Instruction A >>
According to the passage on the Mills case, on what date did the Canadian Charter of Rights and Freedoms come into force?

Passage shown >>
______
Mills remains a valuable precedent for questions of competent jurisdiction under s. 24 of the Charter.

==Background==

The facts of the case relating to charges faced by Mills are confusing, as stated by Justice Lamer in his dissenting reasons.

Mills had been convicted in 1973 for his involvement in a robbery, but escaped from the penitentiary. While he was unlawfully at large, he was charged in Sarnia, Ontario with new counts of armed robbery. He appeared in court on a false name in March 1977, and was released on bail. He then jumped bail. Also in March 1977, he was charged with a different count of armed robbery in London, Ontario.

In October 1979, he was arrested in Nova Scotia and returned to Sarnia. Eventually, the Sarnia charges against him were dropped, and he was returned to penitentiary to serve his outstanding sentence from 1973.

Nothing was done on the London charges until his release from penitentiary was imminent. He was taken to London in September 1981, where the matter was set down for a preliminary inquiry. That was adjourned from time to time until May 1982.

The Canadian Charter of Rights and Freedoms came into force on April 17, 1982. When he appeared at his preliminary inquiry in May, Mills applied for a stay of proceedings. He argued that the 31 months that had elapsed between his arrest in October 1979 and the commencement of the preliminary inquiry in May 1982 infringed his right to trial within a reasonable time, contrary to s. 11(b) of the Charter.

== Decisions of the Ontario courts==
===Preliminary inquiry judge===

Under the Criminal Code, a preliminary inquiry is held to review the evidence brought forward by the Crown prosecutor in support of a charge. It is not the function of the preliminary inquiry judge to make findings of fact or assess the weight of the evidence. Rather, the preliminary inquiry judge is to review the evidence and determine if it is sufficient to warrant sending the matter to trial in a superior court.

On the application for a stay of proceedings, the first issue was whether the preliminary inquiry judge was a "court of competent jurisdiction", as that phrase is used in s. 24(1) of the Charter, and therefore could consider whether the 31 month delay amounted to a breach of Mills's right to a trial within a reasonable time. The preliminary inquiry judge concluded that he was a court of competent jurisdiction.

Turning then to the issue of trial delay, the preliminary inquiry judge held that since the Charter came into force just a month earlier, the right to a trial within a reasonable time only began on April 17, 1982. There had therefore not been an unreasonable delay.

===High Court of Ontario===

Mills then applied to the motions court of the High Court of Ontario for relief under the prerogative writs: an order of prohibition, to bar the preliminary inquiry judge from proceeding with the preliminary, and an order of certiorari, quashing the charges set out in the information. He also applied for a remedy under s. 24(1) of the Charter, based on trial delay. The motions judge held that the preliminary inquiry judge was a court of competent jurisdiction, and that the guarantee of a trial within a reasonable time did apply. However, the motions judge concluded that on all of the facts, there had not been a breach of s. 11(b).
______
Material for this exercise >>
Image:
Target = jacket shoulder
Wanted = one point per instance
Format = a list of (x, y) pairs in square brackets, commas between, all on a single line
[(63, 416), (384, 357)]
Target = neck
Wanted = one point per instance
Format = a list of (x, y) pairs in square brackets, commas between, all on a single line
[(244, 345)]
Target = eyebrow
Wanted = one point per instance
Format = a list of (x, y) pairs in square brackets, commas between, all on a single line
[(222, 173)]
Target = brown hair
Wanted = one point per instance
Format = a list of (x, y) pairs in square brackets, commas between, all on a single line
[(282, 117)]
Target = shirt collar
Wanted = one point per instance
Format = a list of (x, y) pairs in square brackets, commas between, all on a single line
______
Instruction B >>
Transcribe the records exactly, starting with the line that contains "Target = neck" and continuing through the last line of the records.

Right answer A >>
April 17, 1982.

Right answer B >>
Target = neck
Wanted = one point per instance
Format = a list of (x, y) pairs in square brackets, commas between, all on a single line
[(244, 345)]
Target = eyebrow
Wanted = one point per instance
Format = a list of (x, y) pairs in square brackets, commas between, all on a single line
[(222, 173)]
Target = brown hair
Wanted = one point per instance
Format = a list of (x, y) pairs in square brackets, commas between, all on a single line
[(282, 117)]
Target = shirt collar
Wanted = one point per instance
Format = a list of (x, y) pairs in square brackets, commas between, all on a single line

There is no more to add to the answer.